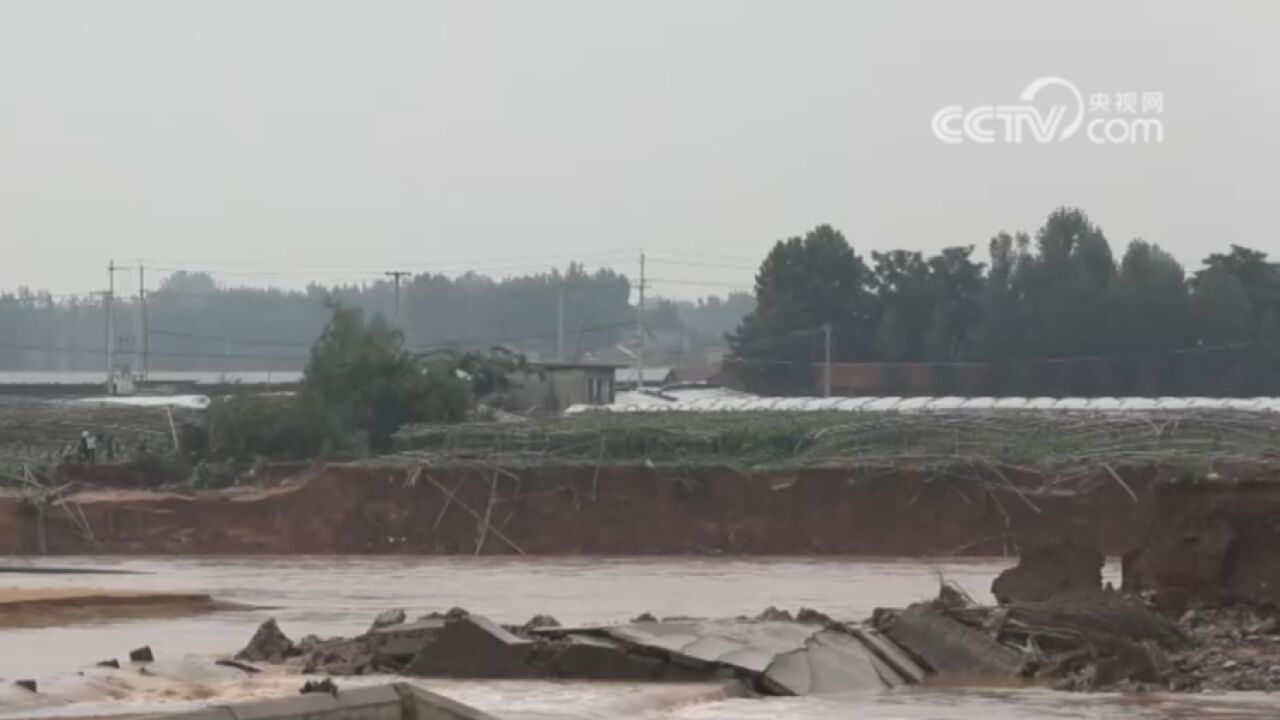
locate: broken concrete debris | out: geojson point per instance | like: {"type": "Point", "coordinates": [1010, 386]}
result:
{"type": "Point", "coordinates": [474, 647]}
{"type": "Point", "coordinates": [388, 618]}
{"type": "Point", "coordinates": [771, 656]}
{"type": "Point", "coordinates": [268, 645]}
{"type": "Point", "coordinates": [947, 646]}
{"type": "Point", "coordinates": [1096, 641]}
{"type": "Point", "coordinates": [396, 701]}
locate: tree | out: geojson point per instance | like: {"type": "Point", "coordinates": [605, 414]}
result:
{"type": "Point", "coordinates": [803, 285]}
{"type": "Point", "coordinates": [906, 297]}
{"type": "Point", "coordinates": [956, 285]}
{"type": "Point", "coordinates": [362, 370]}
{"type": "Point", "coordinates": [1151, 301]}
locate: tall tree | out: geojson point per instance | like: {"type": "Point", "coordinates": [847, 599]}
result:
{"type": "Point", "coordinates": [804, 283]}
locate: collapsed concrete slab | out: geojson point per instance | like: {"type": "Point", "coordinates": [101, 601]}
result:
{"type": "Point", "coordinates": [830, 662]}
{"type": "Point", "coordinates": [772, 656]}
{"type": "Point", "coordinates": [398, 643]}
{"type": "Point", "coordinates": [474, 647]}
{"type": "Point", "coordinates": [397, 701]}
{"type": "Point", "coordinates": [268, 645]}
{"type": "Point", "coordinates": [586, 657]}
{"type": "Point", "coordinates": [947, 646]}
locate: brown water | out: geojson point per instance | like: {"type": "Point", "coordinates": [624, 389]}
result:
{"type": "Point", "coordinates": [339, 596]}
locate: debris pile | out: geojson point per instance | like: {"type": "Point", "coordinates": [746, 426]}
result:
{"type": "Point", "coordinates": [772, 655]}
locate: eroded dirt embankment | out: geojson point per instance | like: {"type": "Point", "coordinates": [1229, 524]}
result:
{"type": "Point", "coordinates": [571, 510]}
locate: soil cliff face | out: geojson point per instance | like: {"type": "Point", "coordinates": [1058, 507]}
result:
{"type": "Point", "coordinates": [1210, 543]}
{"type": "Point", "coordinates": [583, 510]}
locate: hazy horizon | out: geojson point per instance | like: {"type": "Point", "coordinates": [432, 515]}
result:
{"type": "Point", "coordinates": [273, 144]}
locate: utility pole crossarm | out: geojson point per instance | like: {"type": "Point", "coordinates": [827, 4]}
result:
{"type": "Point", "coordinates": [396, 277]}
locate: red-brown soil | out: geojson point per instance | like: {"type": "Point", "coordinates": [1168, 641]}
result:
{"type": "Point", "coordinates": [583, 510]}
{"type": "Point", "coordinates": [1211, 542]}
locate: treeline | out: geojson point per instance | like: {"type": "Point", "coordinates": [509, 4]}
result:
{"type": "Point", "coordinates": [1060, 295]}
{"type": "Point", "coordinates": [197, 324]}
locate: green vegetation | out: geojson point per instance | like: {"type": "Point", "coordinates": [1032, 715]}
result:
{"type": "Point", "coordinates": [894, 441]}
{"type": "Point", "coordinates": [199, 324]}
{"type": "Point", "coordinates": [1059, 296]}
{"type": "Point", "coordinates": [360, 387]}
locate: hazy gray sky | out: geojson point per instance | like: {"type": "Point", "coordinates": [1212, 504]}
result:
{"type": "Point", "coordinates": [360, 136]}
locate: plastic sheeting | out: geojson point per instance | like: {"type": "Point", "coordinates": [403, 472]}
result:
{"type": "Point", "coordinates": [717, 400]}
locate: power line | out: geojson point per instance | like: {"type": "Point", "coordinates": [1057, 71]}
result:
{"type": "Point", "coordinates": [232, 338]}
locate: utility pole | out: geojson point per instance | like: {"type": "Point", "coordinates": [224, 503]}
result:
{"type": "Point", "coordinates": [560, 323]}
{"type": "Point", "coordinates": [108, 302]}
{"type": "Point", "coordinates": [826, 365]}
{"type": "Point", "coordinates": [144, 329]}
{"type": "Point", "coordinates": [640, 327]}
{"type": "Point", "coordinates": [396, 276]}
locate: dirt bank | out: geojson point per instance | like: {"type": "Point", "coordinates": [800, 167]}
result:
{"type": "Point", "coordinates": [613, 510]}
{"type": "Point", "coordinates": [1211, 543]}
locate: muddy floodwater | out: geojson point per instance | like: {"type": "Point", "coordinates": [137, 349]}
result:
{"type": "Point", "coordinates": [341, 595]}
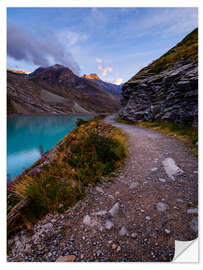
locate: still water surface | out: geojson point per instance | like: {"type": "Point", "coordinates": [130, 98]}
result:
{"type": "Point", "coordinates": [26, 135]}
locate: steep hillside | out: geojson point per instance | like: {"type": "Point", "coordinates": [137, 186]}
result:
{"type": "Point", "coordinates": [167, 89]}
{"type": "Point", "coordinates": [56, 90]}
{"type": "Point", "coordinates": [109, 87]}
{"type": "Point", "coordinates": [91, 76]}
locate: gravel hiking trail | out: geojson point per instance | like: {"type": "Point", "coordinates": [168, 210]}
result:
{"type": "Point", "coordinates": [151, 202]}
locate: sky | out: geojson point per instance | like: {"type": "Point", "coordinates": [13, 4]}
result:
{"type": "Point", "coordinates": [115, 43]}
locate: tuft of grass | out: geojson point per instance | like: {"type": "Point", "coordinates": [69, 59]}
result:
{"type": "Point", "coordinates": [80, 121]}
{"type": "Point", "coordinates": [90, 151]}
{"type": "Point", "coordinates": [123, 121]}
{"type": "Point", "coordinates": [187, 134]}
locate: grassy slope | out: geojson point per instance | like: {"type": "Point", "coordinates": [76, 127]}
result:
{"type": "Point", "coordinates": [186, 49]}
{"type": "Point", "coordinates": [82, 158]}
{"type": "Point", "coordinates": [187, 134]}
------
Every entry is to be transcribed exactly, but the pictures are to be left out.

TASK ANSWER
locate: broken concrete debris | out: geojson point per instance | like: {"type": "Point", "coordinates": [1010, 386]}
result:
{"type": "Point", "coordinates": [474, 647]}
{"type": "Point", "coordinates": [388, 618]}
{"type": "Point", "coordinates": [771, 656]}
{"type": "Point", "coordinates": [268, 645]}
{"type": "Point", "coordinates": [947, 646]}
{"type": "Point", "coordinates": [1096, 641]}
{"type": "Point", "coordinates": [396, 701]}
locate: tree | out: geojson point per instance | like: {"type": "Point", "coordinates": [605, 414]}
result:
{"type": "Point", "coordinates": [803, 285]}
{"type": "Point", "coordinates": [906, 297]}
{"type": "Point", "coordinates": [956, 285]}
{"type": "Point", "coordinates": [362, 370]}
{"type": "Point", "coordinates": [1151, 301]}
locate: tall tree | out: geojson point per instance | like: {"type": "Point", "coordinates": [847, 599]}
result:
{"type": "Point", "coordinates": [804, 283]}
locate: collapsed concrete slab | out: geojson point per instance | like: {"type": "Point", "coordinates": [101, 601]}
result:
{"type": "Point", "coordinates": [830, 662]}
{"type": "Point", "coordinates": [772, 656]}
{"type": "Point", "coordinates": [398, 643]}
{"type": "Point", "coordinates": [474, 647]}
{"type": "Point", "coordinates": [397, 701]}
{"type": "Point", "coordinates": [268, 645]}
{"type": "Point", "coordinates": [586, 657]}
{"type": "Point", "coordinates": [947, 646]}
locate: brown water | out: geojson point per instance | like: {"type": "Point", "coordinates": [624, 389]}
result:
{"type": "Point", "coordinates": [339, 596]}
locate: debris pile | out: geojson point per instance | like: {"type": "Point", "coordinates": [746, 426]}
result:
{"type": "Point", "coordinates": [772, 655]}
locate: eroded dirt embankment | out: geojson point per instance | like: {"type": "Point", "coordinates": [1229, 524]}
result:
{"type": "Point", "coordinates": [571, 510]}
locate: soil cliff face | out: geojson point per instance | like: {"type": "Point", "coordinates": [1058, 507]}
result:
{"type": "Point", "coordinates": [1210, 543]}
{"type": "Point", "coordinates": [583, 510]}
locate: hazy horizon | out: geojson point per instance | like: {"type": "Point", "coordinates": [432, 515]}
result:
{"type": "Point", "coordinates": [273, 144]}
locate: utility pole crossarm | out: geojson point per instance | like: {"type": "Point", "coordinates": [827, 4]}
result:
{"type": "Point", "coordinates": [396, 277]}
locate: red-brown soil | out: geojson point per instance | like: {"type": "Point", "coordinates": [1168, 641]}
result:
{"type": "Point", "coordinates": [583, 510]}
{"type": "Point", "coordinates": [1211, 542]}
locate: treeline | out: geojson point per instance | like: {"type": "Point", "coordinates": [509, 4]}
result:
{"type": "Point", "coordinates": [1060, 295]}
{"type": "Point", "coordinates": [197, 324]}
locate: green vegetation | out: geojson point per instance | like: {"type": "Point", "coordinates": [1032, 715]}
result:
{"type": "Point", "coordinates": [894, 441]}
{"type": "Point", "coordinates": [199, 324]}
{"type": "Point", "coordinates": [1059, 296]}
{"type": "Point", "coordinates": [360, 387]}
locate: hazy gray sky | out: geojson point per instance | like: {"type": "Point", "coordinates": [1212, 504]}
result:
{"type": "Point", "coordinates": [360, 136]}
locate: plastic sheeting | out: geojson point per instance | like: {"type": "Point", "coordinates": [403, 472]}
result:
{"type": "Point", "coordinates": [717, 400]}
locate: power line | out: geojson point per instance | like: {"type": "Point", "coordinates": [1057, 71]}
result:
{"type": "Point", "coordinates": [232, 338]}
locate: utility pole | out: geojson point per instance | like: {"type": "Point", "coordinates": [224, 503]}
result:
{"type": "Point", "coordinates": [560, 323]}
{"type": "Point", "coordinates": [108, 302]}
{"type": "Point", "coordinates": [826, 365]}
{"type": "Point", "coordinates": [144, 329]}
{"type": "Point", "coordinates": [640, 327]}
{"type": "Point", "coordinates": [396, 276]}
locate: dirt bank | out: geojson point per instance | like: {"type": "Point", "coordinates": [800, 167]}
result:
{"type": "Point", "coordinates": [613, 510]}
{"type": "Point", "coordinates": [1211, 543]}
locate: muddy floodwater | out: geojson point per instance | like: {"type": "Point", "coordinates": [137, 349]}
result:
{"type": "Point", "coordinates": [341, 595]}
locate: still water surface | out: geojson point per instance | like: {"type": "Point", "coordinates": [130, 98]}
result:
{"type": "Point", "coordinates": [26, 135]}
locate: steep hillside | out: geojson point per instance | like: {"type": "Point", "coordinates": [137, 186]}
result:
{"type": "Point", "coordinates": [167, 89]}
{"type": "Point", "coordinates": [56, 90]}
{"type": "Point", "coordinates": [109, 87]}
{"type": "Point", "coordinates": [91, 76]}
locate: gravel hiking trail | out: geojson point per instance | like: {"type": "Point", "coordinates": [168, 210]}
result:
{"type": "Point", "coordinates": [151, 202]}
locate: sky | out: geojson point per instance | like: {"type": "Point", "coordinates": [13, 4]}
result:
{"type": "Point", "coordinates": [115, 43]}
locate: tuft of grass | out: geojson point per instance | like: {"type": "Point", "coordinates": [69, 59]}
result:
{"type": "Point", "coordinates": [80, 121]}
{"type": "Point", "coordinates": [90, 151]}
{"type": "Point", "coordinates": [123, 121]}
{"type": "Point", "coordinates": [187, 134]}
locate: grassy slope | out: geojson point per instance | like: {"type": "Point", "coordinates": [76, 127]}
result:
{"type": "Point", "coordinates": [186, 49]}
{"type": "Point", "coordinates": [82, 158]}
{"type": "Point", "coordinates": [187, 134]}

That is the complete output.